■ Goal of the exercise:
For the material below, return exactly the lines starting at the line containing "# test: identify the shadow" and ending at the line containing "# test: identify the side", both ends included, and no others.

■ Data to process:

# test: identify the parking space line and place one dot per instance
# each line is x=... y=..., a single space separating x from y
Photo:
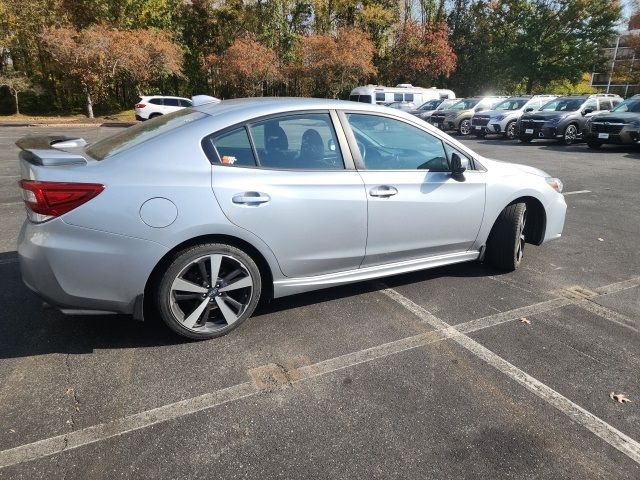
x=443 y=331
x=577 y=192
x=104 y=431
x=575 y=412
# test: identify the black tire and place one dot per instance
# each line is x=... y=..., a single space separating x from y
x=464 y=127
x=166 y=299
x=570 y=134
x=505 y=246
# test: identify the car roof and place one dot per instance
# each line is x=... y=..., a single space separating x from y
x=272 y=105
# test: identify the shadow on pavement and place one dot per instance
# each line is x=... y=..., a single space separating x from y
x=28 y=329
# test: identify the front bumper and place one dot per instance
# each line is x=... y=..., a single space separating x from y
x=556 y=212
x=76 y=268
x=624 y=137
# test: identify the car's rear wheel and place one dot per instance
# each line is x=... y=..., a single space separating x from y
x=510 y=130
x=208 y=290
x=465 y=127
x=505 y=246
x=570 y=134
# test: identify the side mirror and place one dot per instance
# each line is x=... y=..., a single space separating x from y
x=456 y=165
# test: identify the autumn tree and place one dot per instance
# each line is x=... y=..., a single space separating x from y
x=16 y=83
x=329 y=65
x=247 y=66
x=97 y=55
x=420 y=54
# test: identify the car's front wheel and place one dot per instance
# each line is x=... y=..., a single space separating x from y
x=505 y=246
x=208 y=290
x=570 y=134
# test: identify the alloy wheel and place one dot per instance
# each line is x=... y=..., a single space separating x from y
x=211 y=293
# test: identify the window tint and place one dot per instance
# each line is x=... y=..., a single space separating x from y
x=232 y=148
x=142 y=132
x=605 y=105
x=389 y=144
x=305 y=141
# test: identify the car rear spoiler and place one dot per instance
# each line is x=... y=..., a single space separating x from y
x=46 y=150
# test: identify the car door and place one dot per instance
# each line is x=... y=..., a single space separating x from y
x=284 y=179
x=416 y=207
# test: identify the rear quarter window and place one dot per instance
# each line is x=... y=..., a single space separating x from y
x=142 y=132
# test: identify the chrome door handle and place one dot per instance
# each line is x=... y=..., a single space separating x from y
x=250 y=198
x=383 y=191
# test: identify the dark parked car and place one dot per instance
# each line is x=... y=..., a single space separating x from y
x=620 y=126
x=564 y=118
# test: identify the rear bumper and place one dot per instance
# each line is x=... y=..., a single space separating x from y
x=75 y=268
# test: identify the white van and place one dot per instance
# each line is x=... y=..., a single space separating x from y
x=405 y=92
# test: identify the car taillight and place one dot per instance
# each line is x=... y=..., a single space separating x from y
x=52 y=199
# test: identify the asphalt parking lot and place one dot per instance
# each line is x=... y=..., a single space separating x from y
x=429 y=375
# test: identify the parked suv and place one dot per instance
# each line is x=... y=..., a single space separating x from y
x=564 y=118
x=621 y=125
x=502 y=119
x=458 y=116
x=425 y=110
x=154 y=106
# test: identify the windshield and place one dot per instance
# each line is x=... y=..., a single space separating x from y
x=142 y=132
x=512 y=104
x=563 y=105
x=465 y=104
x=631 y=105
x=430 y=105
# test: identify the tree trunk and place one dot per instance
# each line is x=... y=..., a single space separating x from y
x=15 y=96
x=89 y=106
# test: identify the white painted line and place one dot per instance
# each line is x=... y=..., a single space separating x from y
x=577 y=192
x=575 y=412
x=103 y=431
x=86 y=436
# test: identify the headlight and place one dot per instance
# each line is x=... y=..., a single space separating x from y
x=555 y=183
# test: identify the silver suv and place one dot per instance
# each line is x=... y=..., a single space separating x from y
x=502 y=120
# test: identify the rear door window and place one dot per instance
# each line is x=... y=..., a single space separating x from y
x=305 y=141
x=232 y=148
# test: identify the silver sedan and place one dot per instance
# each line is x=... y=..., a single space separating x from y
x=197 y=215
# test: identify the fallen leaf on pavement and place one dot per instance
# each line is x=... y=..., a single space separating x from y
x=619 y=397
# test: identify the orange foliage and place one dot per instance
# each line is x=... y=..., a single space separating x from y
x=330 y=65
x=247 y=66
x=421 y=53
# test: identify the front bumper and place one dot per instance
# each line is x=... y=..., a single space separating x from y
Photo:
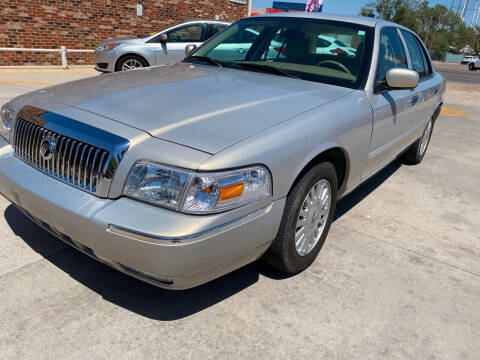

■ Answer box:
# test: identify the shadow on pavement and place one dot per instance
# each line is x=... y=..., a single space separating x from y
x=28 y=329
# test: identify the front bumper and place one dot per instance
# each line is x=... y=..., a single space separating x from y
x=556 y=212
x=76 y=268
x=624 y=137
# test: identify the car's rear wheel and place one dot per instance
# each line is x=... y=..., a single space separating x from y
x=510 y=130
x=208 y=290
x=465 y=127
x=505 y=246
x=570 y=134
# test: identify the side mirror and place one dot per instance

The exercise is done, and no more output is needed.